TASK PROMPT — Give back the whole listing exactly as shown.

EXERCISE INPUT —
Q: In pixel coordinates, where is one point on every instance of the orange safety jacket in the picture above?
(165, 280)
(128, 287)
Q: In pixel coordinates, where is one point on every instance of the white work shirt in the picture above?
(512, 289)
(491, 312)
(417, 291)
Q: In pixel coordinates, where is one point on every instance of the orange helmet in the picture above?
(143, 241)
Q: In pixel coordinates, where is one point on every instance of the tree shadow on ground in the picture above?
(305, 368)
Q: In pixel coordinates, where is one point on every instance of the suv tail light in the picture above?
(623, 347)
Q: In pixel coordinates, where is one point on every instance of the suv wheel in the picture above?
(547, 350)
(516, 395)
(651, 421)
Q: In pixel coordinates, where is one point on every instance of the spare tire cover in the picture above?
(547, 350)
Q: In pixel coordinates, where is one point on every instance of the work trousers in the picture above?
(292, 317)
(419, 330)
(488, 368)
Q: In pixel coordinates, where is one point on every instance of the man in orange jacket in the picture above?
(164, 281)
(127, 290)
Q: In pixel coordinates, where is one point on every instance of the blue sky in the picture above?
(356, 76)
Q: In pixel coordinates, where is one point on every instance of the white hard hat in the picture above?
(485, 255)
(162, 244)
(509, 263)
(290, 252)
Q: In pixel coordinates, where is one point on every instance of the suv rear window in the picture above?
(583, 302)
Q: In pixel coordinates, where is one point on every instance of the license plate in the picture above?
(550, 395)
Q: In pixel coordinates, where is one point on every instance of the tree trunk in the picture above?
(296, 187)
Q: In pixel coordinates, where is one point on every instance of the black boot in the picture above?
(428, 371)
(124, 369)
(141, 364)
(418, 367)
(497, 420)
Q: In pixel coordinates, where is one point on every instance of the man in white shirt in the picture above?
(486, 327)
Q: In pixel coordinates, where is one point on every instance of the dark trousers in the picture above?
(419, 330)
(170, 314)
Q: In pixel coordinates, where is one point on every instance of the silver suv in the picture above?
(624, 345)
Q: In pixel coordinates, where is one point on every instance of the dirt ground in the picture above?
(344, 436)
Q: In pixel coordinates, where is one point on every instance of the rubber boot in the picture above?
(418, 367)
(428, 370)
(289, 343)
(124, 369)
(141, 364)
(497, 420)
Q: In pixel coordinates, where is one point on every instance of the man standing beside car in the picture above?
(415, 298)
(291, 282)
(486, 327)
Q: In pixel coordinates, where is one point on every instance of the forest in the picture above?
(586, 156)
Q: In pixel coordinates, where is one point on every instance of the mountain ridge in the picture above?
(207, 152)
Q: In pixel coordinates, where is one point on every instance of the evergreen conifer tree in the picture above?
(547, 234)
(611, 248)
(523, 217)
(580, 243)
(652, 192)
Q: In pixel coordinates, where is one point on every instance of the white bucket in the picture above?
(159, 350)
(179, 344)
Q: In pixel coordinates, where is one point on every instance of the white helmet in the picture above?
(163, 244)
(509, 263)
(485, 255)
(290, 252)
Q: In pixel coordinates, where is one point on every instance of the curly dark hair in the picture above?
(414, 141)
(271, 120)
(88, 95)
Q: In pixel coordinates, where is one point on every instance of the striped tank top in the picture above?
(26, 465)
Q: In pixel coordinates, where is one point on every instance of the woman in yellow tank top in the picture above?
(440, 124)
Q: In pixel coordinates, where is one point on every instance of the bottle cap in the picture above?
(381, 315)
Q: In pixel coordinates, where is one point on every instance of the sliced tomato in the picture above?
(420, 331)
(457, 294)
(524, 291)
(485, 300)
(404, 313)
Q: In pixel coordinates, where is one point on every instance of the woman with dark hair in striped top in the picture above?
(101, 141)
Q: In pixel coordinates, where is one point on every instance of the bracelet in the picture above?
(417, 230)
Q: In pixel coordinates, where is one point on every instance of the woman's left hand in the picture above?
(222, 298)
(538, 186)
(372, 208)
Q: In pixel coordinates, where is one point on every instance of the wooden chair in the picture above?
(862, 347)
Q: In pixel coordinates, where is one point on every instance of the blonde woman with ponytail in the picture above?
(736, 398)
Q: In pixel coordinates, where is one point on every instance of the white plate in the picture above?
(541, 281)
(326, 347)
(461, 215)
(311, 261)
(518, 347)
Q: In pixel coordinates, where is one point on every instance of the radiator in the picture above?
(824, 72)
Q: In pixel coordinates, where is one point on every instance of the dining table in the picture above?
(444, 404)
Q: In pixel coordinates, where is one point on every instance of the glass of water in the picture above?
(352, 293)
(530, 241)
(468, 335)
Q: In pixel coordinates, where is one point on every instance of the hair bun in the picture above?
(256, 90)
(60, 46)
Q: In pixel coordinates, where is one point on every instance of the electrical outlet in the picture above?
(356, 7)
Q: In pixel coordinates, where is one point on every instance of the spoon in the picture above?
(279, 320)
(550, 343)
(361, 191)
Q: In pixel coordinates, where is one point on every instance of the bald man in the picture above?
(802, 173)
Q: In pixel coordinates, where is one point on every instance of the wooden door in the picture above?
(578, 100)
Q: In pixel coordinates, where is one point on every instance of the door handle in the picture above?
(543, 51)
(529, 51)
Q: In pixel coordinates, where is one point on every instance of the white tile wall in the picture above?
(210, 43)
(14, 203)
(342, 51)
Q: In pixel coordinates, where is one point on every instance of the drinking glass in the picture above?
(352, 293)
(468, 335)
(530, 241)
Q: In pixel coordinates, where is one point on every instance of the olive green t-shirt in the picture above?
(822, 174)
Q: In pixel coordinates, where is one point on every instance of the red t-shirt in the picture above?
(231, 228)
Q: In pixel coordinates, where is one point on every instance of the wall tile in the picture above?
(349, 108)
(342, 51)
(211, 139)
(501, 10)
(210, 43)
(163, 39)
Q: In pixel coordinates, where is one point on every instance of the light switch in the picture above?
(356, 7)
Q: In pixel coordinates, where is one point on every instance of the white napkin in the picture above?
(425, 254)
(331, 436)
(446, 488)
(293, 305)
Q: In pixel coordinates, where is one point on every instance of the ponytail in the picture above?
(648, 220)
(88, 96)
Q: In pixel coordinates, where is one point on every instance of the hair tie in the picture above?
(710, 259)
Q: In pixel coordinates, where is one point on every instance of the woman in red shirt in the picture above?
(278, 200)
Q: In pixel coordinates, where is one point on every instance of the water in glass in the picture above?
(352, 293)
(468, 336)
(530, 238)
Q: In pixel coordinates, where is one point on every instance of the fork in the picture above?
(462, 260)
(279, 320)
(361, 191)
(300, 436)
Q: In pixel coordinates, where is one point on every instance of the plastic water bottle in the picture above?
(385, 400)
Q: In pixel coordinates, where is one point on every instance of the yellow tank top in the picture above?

EXPECTED OUTPUT —
Q: In pixel coordinates, where is one point on every instance of the orange safety jacket in the picture above?
(165, 280)
(128, 287)
Q: In pixel coordinates, where is one point on every instance of the white work shirt in the picture above?
(512, 289)
(491, 312)
(417, 291)
Q: In pixel coordinates, where is one point on every instance of the orange helmet in the picture above?
(143, 241)
Q: In pixel coordinates, where is one point on every instance of the tree shadow on ground in the picture above?
(305, 368)
Q: In pixel coordinates, where is one point on every instance of the suv tail light in the picture above?
(623, 347)
Q: In pixel coordinates, where is one point on every instance of the suv wheel in the picture above?
(547, 350)
(516, 395)
(651, 421)
Q: In pixel coordinates, where is one point on every instance of the spare tire cover in the picture above?
(547, 350)
Q: In pixel coordinates, where is one point on every instance of the work trousers in the picture above?
(292, 317)
(419, 330)
(488, 368)
Q: In pixel coordinates, where is one point on every instance of the man in orange jacket in the picture above?
(164, 281)
(127, 290)
Q: In pixel coordinates, where is one point on every instance of the blue sky in the picture above?
(356, 76)
Q: In pixel coordinates, where is one point on every instance of the white hard hat in the picture above?
(485, 255)
(162, 244)
(509, 263)
(290, 252)
Q: In pixel coordinates, where is one point on every instance of the suv rear window in the picture above?
(583, 302)
Q: In pixel coordinates, where is one point on every instance of the license plate in the picture above?
(550, 395)
Q: In pixel coordinates, where is one point on every instance of the tree trunk in the picture above?
(296, 187)
Q: In pixel coordinates, where is one point on every instance of the black boot in the picture above?
(428, 371)
(124, 369)
(141, 364)
(418, 367)
(497, 420)
Q: In pixel coordinates, where is one point on every instance of the man in white shirt in the picture above?
(486, 327)
Q: In pixel coordinates, where is one point on every instance of the dark trousers in the picture above?
(419, 330)
(170, 314)
Q: In pixel coordinates, where is one point on every instance of the silver suv in the picture above?
(624, 345)
Q: In pixel coordinates, where is one point on every instance of the dirt ground in the picture above?
(344, 436)
Q: In pixel coordinates, where is one point on every instance of the rubber boot in the picture above?
(418, 367)
(428, 370)
(289, 343)
(124, 369)
(141, 364)
(497, 420)
Q: In pixel coordinates, where is one point on every instance of the man standing beside car in the picture above?
(415, 298)
(291, 282)
(486, 327)
Q: In pixel coordinates, where is one point on every instance of the forest in the picture above?
(586, 156)
Q: In pixel coordinates, where is one point on every instance of the mountain ridge in the picture above?
(207, 152)
Q: In pixel coordinates, where is one point on every instance of the evergreen conifer tree in the picture above?
(547, 234)
(611, 248)
(523, 217)
(580, 243)
(652, 192)
Q: In pixel coordinates, where is one point on every instance of the white bucket in the picture above?
(159, 350)
(179, 344)
Q: In pixel coordinates, where is one point on every instance of the white helmet in the picture above?
(163, 244)
(509, 263)
(485, 255)
(290, 252)
Q: In pixel coordinates, where is one point on every instance of the curly dark hair in the picture above?
(414, 141)
(271, 120)
(88, 95)
Q: In pixel coordinates, where is one point on every instance of the striped tank top in the picture above?
(26, 465)
Q: In pixel coordinates, where is one point on every instance of the woman in yellow tank top in the picture above?
(440, 124)
Q: In pixel coordinates, where is one point on every instance of the bottle cap in the picture above?
(381, 315)
Q: In pixel coordinates, where is one point on every instance of the sliced tomato in the picture above?
(420, 331)
(457, 294)
(524, 291)
(485, 300)
(404, 313)
Q: In pixel coordinates, where is one point on every instance of the woman with dark hair in striped top in the picture above?
(101, 141)
Q: In pixel coordinates, where is one point on every instance of the bracelet in the picture above?
(417, 230)
Q: In pixel coordinates, where is one point on every instance of the woman's left hand in the picture above?
(222, 298)
(538, 186)
(372, 208)
Q: In pixel coordinates, where is one point on every instance of the wooden chair in the picture above?
(862, 347)
Q: In pixel coordinates, where is one point on every instance of the blonde woman with ponytail in the picture above?
(736, 398)
Q: In pixel coordinates, where is one point on every instance of the white plate in the picture above?
(541, 281)
(326, 347)
(461, 215)
(311, 261)
(518, 347)
Q: In pixel coordinates, where is one point on every instance of the radiator in the picture above?
(824, 72)
Q: In pixel coordinates, where is one point on every instance of the dining table in the picture above?
(444, 404)
Q: In pixel coordinates, where is one point on every instance of the glass of water in the picture above?
(352, 293)
(530, 241)
(468, 335)
Q: In pixel coordinates, where is one point on every instance of the hair bun in the picture above?
(256, 90)
(60, 46)
Q: In pixel coordinates, where is one point on every instance of the electrical outlet in the picture above?
(356, 7)
Q: In pixel coordinates, where is one point on every instance of the spoon in the picture above?
(279, 320)
(550, 343)
(361, 191)
Q: In pixel coordinates, where is one point on every instance of the bald man in the picture above?
(802, 173)
Q: In pixel coordinates, where is one point on every instance of the wooden door in the picture above?
(578, 100)
Q: In pixel coordinates, where is one point on every instance of the door handle in the picture above?
(543, 51)
(529, 51)
Q: In pixel coordinates, where is one point on every instance of the white tile wall in the picture above?
(210, 43)
(14, 203)
(342, 51)
Q: In pixel coordinates, where is one point on every instance of the drinking glass in the picture above?
(352, 293)
(468, 335)
(530, 241)
Q: In pixel coordinates, where is one point on every instance of the olive green t-shirt in the picture above?
(822, 174)
Q: In pixel coordinates, where is one point on every instance of the red t-shirt in the picture above?
(231, 228)
Q: In pixel coordinates, where is one point on every instance of the wall tile in the picture above?
(349, 108)
(342, 51)
(211, 139)
(501, 10)
(210, 43)
(163, 39)
Q: In pixel coordinates, where is one point on every instance of the light switch in the picture above?
(356, 7)
Q: In pixel coordinates, where is one point on every instance of the white napkin in the picture above?
(425, 254)
(331, 436)
(446, 488)
(293, 305)
Q: In pixel coordinates, where is one point on every instance of the ponytail in the picture above?
(648, 220)
(88, 96)
Q: In pixel coordinates, where is one point on every instance of the hair tie in the picture above?
(710, 259)
Q: In pixel coordinates, where is one point on every instance of the woman in red shirt in the picture above?
(278, 200)
Q: In pixel coordinates, where is one point on every instance of the water in glass in the picture above?
(352, 293)
(468, 336)
(530, 238)
Q: In pixel coordinates, where is one point on every instance of the fork in the picture above?
(462, 260)
(279, 320)
(361, 191)
(300, 436)
Q: In pixel coordinates, where is one point on every instance of the plastic water bottle in the picture above?
(385, 400)
Q: In pixel coordinates, where is one point on every instance of the yellow tank top in the picture above?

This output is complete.